• [Written task] Print the part of the records that opens with the line containing "railing in the image above." and runs through the end of the records, reproducing it line for line without any changes.

• [Information given]

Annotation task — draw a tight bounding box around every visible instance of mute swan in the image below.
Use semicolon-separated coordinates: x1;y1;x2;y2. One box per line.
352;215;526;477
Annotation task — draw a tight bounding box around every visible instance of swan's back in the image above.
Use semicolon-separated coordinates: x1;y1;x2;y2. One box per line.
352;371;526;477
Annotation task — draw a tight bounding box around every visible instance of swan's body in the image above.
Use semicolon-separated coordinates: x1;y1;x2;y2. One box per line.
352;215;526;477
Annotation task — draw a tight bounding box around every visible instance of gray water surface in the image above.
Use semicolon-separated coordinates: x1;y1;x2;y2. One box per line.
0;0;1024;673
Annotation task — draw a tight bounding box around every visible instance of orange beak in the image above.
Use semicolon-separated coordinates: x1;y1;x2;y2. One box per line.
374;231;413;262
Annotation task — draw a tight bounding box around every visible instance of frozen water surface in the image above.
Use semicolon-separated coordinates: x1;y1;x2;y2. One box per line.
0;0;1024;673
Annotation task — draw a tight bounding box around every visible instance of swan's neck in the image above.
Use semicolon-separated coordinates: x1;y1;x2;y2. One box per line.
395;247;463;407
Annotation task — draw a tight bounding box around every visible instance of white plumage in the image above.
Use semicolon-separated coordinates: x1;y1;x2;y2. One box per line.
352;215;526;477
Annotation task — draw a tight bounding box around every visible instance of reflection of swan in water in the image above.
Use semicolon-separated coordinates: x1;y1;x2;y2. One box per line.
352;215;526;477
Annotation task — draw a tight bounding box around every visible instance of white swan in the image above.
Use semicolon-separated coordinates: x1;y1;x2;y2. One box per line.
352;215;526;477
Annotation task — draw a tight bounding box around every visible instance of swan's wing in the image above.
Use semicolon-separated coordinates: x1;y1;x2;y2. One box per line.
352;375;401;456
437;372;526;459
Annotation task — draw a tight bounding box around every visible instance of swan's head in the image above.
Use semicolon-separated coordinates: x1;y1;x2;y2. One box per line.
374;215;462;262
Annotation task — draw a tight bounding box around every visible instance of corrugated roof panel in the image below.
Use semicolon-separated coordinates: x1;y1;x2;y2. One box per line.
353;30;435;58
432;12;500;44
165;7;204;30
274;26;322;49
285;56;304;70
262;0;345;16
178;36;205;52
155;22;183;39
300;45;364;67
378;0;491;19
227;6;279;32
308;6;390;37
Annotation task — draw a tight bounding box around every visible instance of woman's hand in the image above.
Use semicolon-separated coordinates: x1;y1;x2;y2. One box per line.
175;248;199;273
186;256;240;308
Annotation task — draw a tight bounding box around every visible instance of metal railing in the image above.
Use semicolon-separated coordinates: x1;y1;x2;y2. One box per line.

• [Right answer]
Annotation task — draw a tight bounding box around every visible instance of metal railing in the image above.
Use semicolon-separated coordinates: x1;y1;x2;y2. One box per line.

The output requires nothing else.